## [What this exercise asks]
• a. List the types of institution that the digitization lessons text names as places where a reader might work.
• b. Quote the digitization lessons text from "Lesson 7: Realize" up to and including "making mistakes either.".

## [Passage provided]

--*--

Lesson 6: Get Creative About Collaboration
At the same time, the sheer amount of material to be dealt with can be overwhelming. This is compounded by any aspects that are out of the ordinary or beyond the expertise of you or your colleagues. For example, the college yearbooks and catalogues mentioned previously contained hundreds of pages of German text interspersed with English. Not only that, but much of the German was in Fraktur script, which can be difficult for even German speakers to read. The scanned page images for this collection were to be accompanied online by OCR-generated full-text transcriptions, but this proved to be a challenge: Neither the OCR software nor the student workers were able to transcribe the German text. This left the option of providing transcripts only for the English portion of the texts, which seemed a shame, because the collection appealed to researchers in large part due to its bilingual nature, and I wanted to avoid privileging the English content over the German.
My supervisor possessed adequate knowledge of German to perform the translations himself, but as both department head and acting library co-director, he was far too busy to devote the necessary time to the task. However, he did come up with a creative solution to the problem. Using connections with faculty in the university’s German department, he proposed a scenario in which students taking advanced German classes would transcribe the text as a graded class assignment—an idea that was welcomed by the German faculty. If you work at an academic library, consulting faculty members can also be a valuable way to determine the scholarly significance of materials you are considering for digitization. In fact, whether you work at a library, historical society, museum, or other type of institution, developing partnerships with other local organizations can mean the difference between a successful project and one that doesn’t make it past the idea stage. Don’t hesitate to seek out help from those beyond the library world with useful skill sets.
Lesson 7: Realize That Progress Will Be Slower Than You Expect
Finally, as you embark upon your first digitization projects, don’t get discouraged if things don’t advance as quickly as you’d like. Particularly for the lone wolf, low-budget librarian, progress can seem slow. At a conference, I once heard a wise librarian say that whatever your anticipated time frame is when starting a new digital initiative, you should automatically double it. My experience has proven this to be the case. Digitization is definitely an area where it pays to get it right the first time, so be deliberate and take your time. At the same time, there are few errors that can’t be corrected, so don’t be too afraid of making mistakes either.
One year into our new digitization program, my library has a solid groundwork laid, with thousands of image files and metadata records created and future collections waiting in the wings. I would have liked for them to be accessible online by now, but I am obliged to wait patiently for grant funding to come through so we can proceed with hiring a consultant to customize Greenstone for us. My hope is to launch the digital library next summer. But, I have learned not to be disheartened if this doesn’t happen. For the solo digital librarian, patience is a supreme virtue.

--*--

Records from a data source
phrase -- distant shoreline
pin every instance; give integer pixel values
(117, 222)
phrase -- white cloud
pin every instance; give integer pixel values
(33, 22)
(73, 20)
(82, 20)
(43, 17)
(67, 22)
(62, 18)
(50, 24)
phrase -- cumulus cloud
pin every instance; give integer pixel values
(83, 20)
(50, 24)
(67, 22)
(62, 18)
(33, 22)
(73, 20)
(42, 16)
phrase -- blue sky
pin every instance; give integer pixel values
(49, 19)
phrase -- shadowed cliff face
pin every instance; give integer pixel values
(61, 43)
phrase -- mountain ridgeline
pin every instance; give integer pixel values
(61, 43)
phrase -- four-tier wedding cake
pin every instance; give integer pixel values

--*--

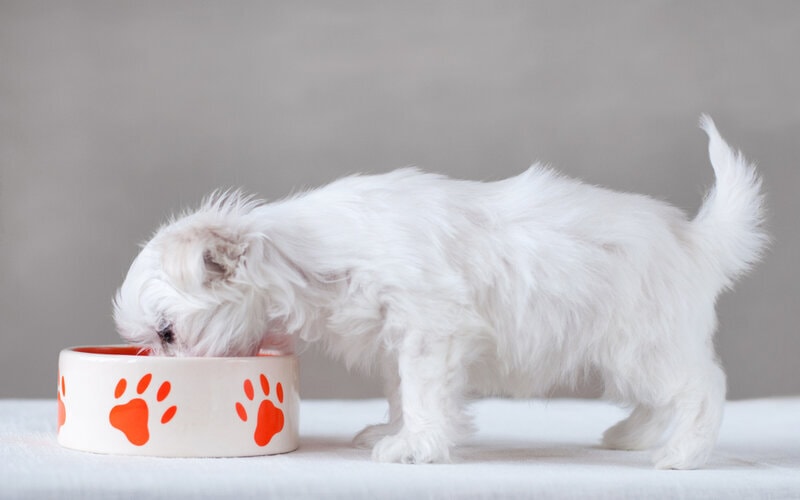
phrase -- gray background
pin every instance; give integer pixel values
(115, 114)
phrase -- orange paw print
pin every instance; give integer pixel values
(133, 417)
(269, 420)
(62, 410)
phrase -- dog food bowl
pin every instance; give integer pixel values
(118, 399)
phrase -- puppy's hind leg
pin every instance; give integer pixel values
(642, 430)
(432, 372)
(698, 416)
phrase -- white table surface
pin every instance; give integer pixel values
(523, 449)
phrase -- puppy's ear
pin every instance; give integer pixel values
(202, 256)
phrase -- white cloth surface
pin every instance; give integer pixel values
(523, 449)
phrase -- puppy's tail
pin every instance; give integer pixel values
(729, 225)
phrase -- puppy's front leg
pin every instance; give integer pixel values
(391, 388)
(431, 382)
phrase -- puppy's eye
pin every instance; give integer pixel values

--*--

## [Results]
• a. library, historical society, museum

• b.
Lesson 7: Realize That Progress Will Be Slower Than You Expect
Finally, as you embark upon your first digitization projects, don’t get discouraged if things don’t advance as quickly as you’d like. Particularly for the lone wolf, low-budget librarian, progress can seem slow. At a conference, I once heard a wise librarian say that whatever your anticipated time frame is when starting a new digital initiative, you should automatically double it. My experience has proven this to be the case. Digitization is definitely an area where it pays to get it right the first time, so be deliberate and take your time. At the same time, there are few errors that can’t be corrected, so don’t be too afraid of making mistakes either.